-- BEGIN SOURCE EXCERPT --

CMBS debt is exempt from FIRPTA and other U.S. taxation and qualifies for exemption from U.S. withholding under the “Portfolio Interest Exemption” as long as the investment is purchased (versus originated, thus making it part of “a U.S. trade or business”), remains in the form of a loan (versus being foreclosed upon or containing an equity participation), is “debt-for-tax,” and remains unleveraged.  While there may be solutions that address certain of these exemptions, such as creating off-shore “blockers” in the case of a foreclosed asset, CMBS debt, plain and simple, is exempt from FIRPTA and other U.S. tax and thereby represents an advantaged way to access U.S. real estate.

Attribute #2 – A Logical First Step Providing Visibility and Exposure to the U.S. Property Markets

A compelling attribute of CMBS for off-shore investors is the visibility and exposure that CMBS provides into a variety of sponsors, asset classes and geographic regions at attachment points that are by definition senior to, and thereby more conservative than, the corresponding equity. Since CMBS bonds may be acquired in denominations as small as $1 million and up to as large as $500+ million, an investment of just $10 million could create exposure to as many as ten different CMBS trusts with financial reporting and performance visibility on as much as $15 billion of real property across the country.  Such broad exposure could represent an ideal “first step” in approaching the property markets to gain valuable insights and perspectives about regions, economic trends, property types and sponsors.

-- END SOURCE EXCERPT --
-- BEGIN RAW DATA --

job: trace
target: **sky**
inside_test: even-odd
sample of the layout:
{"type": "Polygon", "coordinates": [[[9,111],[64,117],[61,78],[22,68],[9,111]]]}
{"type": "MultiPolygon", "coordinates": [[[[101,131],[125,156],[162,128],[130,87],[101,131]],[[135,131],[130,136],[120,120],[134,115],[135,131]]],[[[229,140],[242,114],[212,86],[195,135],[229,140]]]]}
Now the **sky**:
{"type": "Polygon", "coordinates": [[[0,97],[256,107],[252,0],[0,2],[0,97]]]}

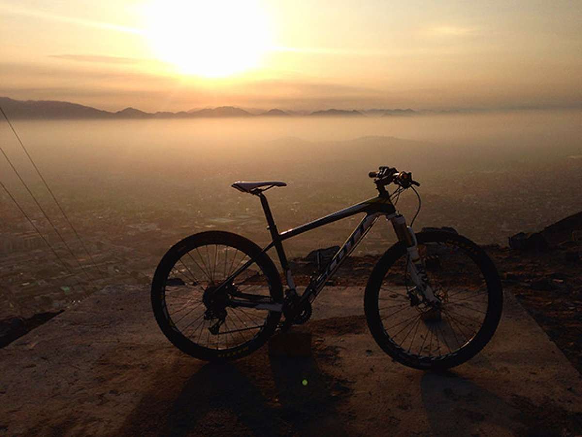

-- END RAW DATA --

◆ **THINGS TO DO**
a) List the conditions that the CMBS passage says an investment must meet to qualify for the "Portfolio Interest Exemption."
b) Answer these questions from the CMBS passage:
(i) What is the smallest denomination in which CMBS bonds may be acquired?
(ii) What solution does it mention for a foreclosed asset?
(iii) How many different CMBS trusts could an investment of $10 million reach?
c) Write the next part of the CMBS passage, starting after its final sentence.
None of the items are needed here.

◆ **RESULTS FOR THE EXERCISE**
a)
- It is purchased rather than originated.
- It remains in the form of a loan.
- It is "debt-for-tax."
- It remains unleveraged.

b)
(i) $1 million.
(ii) Creating off-shore "blockers."
(iii) As many as ten.

c)
Further, since many of the country’s top-tier private equity real estate sponsors, including Blackstone, Brookfield, Carlyle, Cerberus, Colony, Fortress, KKR, Starwood, Tishman Speyer and Walton Street Capital, among others, are significant CMBS issuers, typically in single-name securitizations (e.g. Hilton Hotels, Equity Office Properties, The Grace Building, Rockefeller Plaza, etc.), CMBS can represent an excellent way to gain exposure to a particular manager and to better understand their investment style as a precursor, or as an enhancement to investing in one of their funds.

CMBS investing represents an attractive entry point for investors desiring to learn more about the U.S. property market and is a very useful tool for understanding property trends across the country in real time.  CMBS offers robust property-level reporting for investors including occupancy, rental rates and cash flows, all of which can be used to better understand individual markets/assets and to generate investment ideas.

Attribute #3 – CMBS Allows Investors to Pin-Point Risk and Reward Along the Capital Structure

A challenge to traditional real estate equity investing is that the owner, while bearing all of the investment’s potential upside, also bears all of the transaction’s downside, often with binary outcomes.  Investing in CMBS, on the other hand, allows investors to pin-point their exact level of desired risk and reward through the tranching of the CMBS, sequentially from AAA (the most senior level with the least risk and least return) to the unrated or mezzanine tranche that carries the most risk and most return (while remaining senior to the equity).  Additionally, unlike equity investing which has limited liquidity, CMBS investments carry daily liquidity.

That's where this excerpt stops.